- _TASK PROMPT_: In the entries below, find every line holding the string "boat" and collect it.

[Stored items from a collection]

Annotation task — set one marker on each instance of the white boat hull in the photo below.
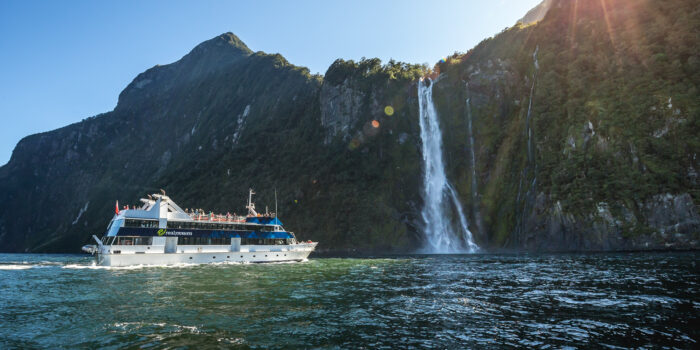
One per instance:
(297, 252)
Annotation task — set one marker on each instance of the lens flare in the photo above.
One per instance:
(389, 110)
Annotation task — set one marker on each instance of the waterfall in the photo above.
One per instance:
(475, 194)
(531, 165)
(439, 196)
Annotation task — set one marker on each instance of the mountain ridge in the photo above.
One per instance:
(610, 167)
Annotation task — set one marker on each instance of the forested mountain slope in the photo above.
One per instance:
(584, 126)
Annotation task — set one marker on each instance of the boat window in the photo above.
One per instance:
(140, 223)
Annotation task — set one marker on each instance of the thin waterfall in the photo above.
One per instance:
(439, 196)
(476, 213)
(531, 165)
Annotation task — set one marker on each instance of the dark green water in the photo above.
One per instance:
(467, 301)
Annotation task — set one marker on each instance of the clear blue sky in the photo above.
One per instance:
(63, 61)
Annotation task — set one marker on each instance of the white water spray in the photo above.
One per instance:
(438, 194)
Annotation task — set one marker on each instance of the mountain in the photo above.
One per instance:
(536, 14)
(584, 132)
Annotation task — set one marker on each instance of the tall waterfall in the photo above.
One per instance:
(530, 169)
(441, 202)
(476, 213)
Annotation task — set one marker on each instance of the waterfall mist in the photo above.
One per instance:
(440, 199)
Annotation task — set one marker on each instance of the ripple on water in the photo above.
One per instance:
(470, 301)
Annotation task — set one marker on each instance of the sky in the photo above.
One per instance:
(64, 61)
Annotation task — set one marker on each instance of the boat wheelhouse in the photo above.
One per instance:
(159, 232)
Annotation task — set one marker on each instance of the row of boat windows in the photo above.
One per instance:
(195, 225)
(227, 241)
(126, 240)
(217, 226)
(140, 223)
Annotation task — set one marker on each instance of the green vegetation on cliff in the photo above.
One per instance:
(593, 147)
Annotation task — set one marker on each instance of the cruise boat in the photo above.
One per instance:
(159, 232)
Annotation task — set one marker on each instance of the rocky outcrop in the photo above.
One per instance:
(585, 146)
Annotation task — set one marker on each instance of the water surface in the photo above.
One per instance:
(453, 301)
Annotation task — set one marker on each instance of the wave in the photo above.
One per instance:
(16, 267)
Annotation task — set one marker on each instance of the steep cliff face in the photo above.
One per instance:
(585, 125)
(579, 132)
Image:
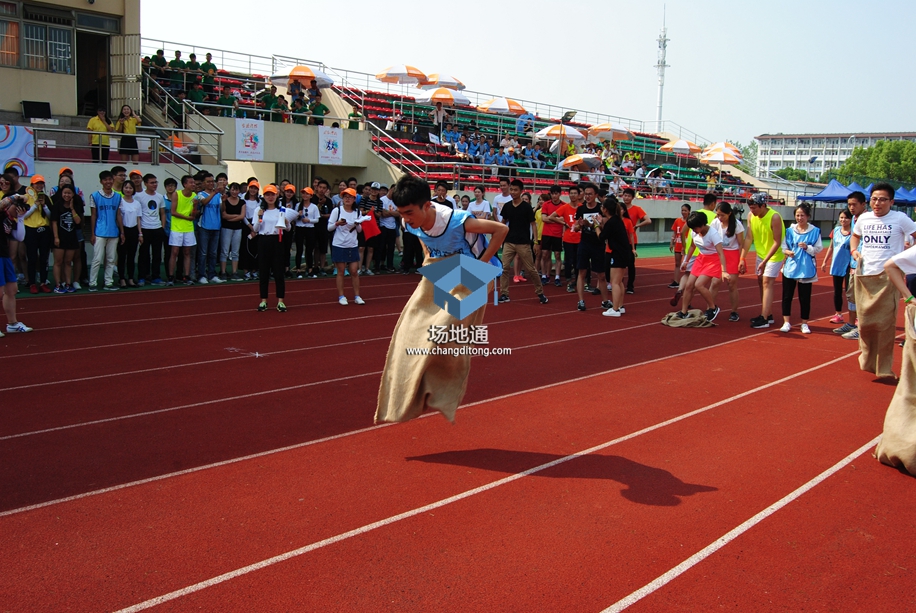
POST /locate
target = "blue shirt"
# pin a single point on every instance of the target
(106, 214)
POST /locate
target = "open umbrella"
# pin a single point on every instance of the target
(438, 79)
(304, 75)
(447, 97)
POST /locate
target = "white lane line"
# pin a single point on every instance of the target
(731, 535)
(463, 495)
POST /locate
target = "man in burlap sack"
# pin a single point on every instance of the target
(877, 236)
(413, 384)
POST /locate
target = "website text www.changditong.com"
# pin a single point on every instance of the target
(459, 351)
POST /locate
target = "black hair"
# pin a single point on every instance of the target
(732, 220)
(697, 220)
(410, 190)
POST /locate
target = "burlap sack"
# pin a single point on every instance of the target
(412, 384)
(898, 443)
(876, 307)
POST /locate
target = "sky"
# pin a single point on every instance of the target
(737, 69)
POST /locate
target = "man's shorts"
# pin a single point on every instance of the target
(772, 269)
(182, 239)
(7, 271)
(590, 257)
(551, 243)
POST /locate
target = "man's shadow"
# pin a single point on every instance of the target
(644, 484)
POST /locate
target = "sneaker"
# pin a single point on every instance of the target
(847, 327)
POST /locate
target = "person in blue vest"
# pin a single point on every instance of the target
(801, 243)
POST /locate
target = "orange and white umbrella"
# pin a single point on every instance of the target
(559, 131)
(682, 147)
(609, 131)
(304, 75)
(448, 97)
(437, 79)
(503, 106)
(403, 74)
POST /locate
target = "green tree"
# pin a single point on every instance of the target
(889, 160)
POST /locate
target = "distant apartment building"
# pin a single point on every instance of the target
(815, 153)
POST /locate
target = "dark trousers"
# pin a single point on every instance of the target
(384, 248)
(127, 252)
(270, 260)
(153, 241)
(37, 250)
(804, 297)
(413, 252)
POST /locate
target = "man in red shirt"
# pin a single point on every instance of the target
(639, 218)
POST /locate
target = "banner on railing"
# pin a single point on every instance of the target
(249, 140)
(17, 149)
(330, 145)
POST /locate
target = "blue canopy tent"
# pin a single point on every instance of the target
(834, 192)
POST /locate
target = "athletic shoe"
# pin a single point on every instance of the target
(847, 327)
(712, 313)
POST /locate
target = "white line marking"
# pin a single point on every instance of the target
(467, 494)
(731, 535)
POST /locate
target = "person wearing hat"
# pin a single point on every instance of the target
(345, 222)
(269, 223)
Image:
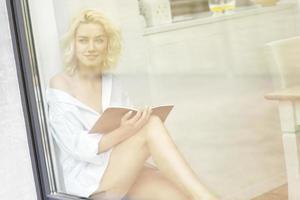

- _PROBLEM SOLUTION_:
Annotation task — set one marker on each instance of the white boat hull in the photo below.
Annotation task — set one marker on each instance of the boat window in the photo above.
Annotation task — set one marker on each instance of the boat wheelhouse in the photo above.
Annotation task — set one marker on each instance of the row of boat windows in the photo above.
Annotation task — set one marker on each instance of the cruise boat in the photo above.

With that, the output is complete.